> EXERCISE PROMPT: In this exercise, return each entry exactly as given.

> DATA SECTION:
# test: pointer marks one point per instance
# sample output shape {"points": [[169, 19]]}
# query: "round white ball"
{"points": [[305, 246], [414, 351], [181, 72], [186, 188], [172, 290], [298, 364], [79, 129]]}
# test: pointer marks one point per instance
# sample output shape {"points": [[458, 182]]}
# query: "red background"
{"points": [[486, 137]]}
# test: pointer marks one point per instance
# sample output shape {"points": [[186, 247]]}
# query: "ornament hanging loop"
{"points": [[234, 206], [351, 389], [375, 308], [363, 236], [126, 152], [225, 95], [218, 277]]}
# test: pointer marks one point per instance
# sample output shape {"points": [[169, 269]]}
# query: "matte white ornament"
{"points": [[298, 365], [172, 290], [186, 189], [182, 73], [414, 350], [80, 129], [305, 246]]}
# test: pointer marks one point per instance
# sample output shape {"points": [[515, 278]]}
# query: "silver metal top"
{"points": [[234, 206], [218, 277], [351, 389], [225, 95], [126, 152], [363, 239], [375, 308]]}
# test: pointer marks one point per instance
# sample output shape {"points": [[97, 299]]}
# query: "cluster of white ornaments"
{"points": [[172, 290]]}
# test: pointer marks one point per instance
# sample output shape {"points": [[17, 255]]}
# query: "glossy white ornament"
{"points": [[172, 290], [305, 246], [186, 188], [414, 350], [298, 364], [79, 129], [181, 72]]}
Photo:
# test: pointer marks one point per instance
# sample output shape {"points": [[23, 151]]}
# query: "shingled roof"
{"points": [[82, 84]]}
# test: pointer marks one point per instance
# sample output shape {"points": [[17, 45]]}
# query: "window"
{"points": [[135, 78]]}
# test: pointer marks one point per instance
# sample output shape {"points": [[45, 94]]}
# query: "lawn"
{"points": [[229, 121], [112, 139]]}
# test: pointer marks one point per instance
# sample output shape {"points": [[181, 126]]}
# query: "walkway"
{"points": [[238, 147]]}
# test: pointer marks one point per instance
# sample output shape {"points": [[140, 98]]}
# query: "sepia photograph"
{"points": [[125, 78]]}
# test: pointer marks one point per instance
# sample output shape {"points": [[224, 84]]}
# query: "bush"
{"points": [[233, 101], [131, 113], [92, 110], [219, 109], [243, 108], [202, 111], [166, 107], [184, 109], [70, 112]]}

> OUTPUT OF THE EXERCISE:
# test: pointer marks one point per instance
# sample output shape {"points": [[169, 19]]}
# query: "round white ball"
{"points": [[305, 246], [414, 351], [181, 72], [186, 188], [172, 290], [298, 364], [79, 129]]}
# test: pointer marks one point per instance
# sample output shape {"points": [[458, 182]]}
# query: "red background"
{"points": [[486, 137]]}
# test: pointer marks one point per instance
# sample output shape {"points": [[186, 247]]}
# query: "ornament hanging loop"
{"points": [[234, 206], [351, 389], [375, 308], [363, 236], [126, 152], [225, 95], [218, 277]]}
# test: pointer marks one point per instance
# sample output shape {"points": [[169, 269]]}
# query: "matte white ornament"
{"points": [[298, 365], [172, 290], [186, 189], [182, 73], [414, 350], [80, 129], [305, 246]]}
# test: pointer marks one point per instance
# sample output shape {"points": [[515, 278]]}
# query: "silver metal top"
{"points": [[234, 206], [218, 277], [351, 389], [225, 95], [126, 152], [363, 239], [375, 308]]}
# test: pointer marks one point per instance
# sample output shape {"points": [[97, 299]]}
# query: "cluster of white ornaments"
{"points": [[172, 290]]}
# test: pointer marks one point per instance
# sample output shape {"points": [[17, 255]]}
# query: "glossy white ornament"
{"points": [[172, 290], [305, 246], [186, 188], [414, 350], [298, 364], [79, 129], [181, 72]]}
Photo:
# test: pointer marks one point per instance
# sample output shape {"points": [[23, 151]]}
# query: "shingled roof"
{"points": [[82, 84]]}
# test: pointer marks one point per instance
# sample output shape {"points": [[17, 45]]}
# query: "window"
{"points": [[135, 78]]}
# test: pointer marks one point per instance
# sample output shape {"points": [[45, 94]]}
# query: "lawn"
{"points": [[229, 121], [112, 139]]}
# test: pointer marks one point per instance
# sample output shape {"points": [[181, 126]]}
# query: "walkway"
{"points": [[238, 147]]}
# test: pointer marks one point per instance
# sample output shape {"points": [[140, 98]]}
# query: "sepia photograph"
{"points": [[125, 78]]}
# test: pointer marks one point per instance
# sample output shape {"points": [[224, 84]]}
# query: "bush"
{"points": [[233, 101], [131, 113], [92, 110], [219, 109], [243, 108], [202, 111], [166, 107], [184, 109], [70, 112]]}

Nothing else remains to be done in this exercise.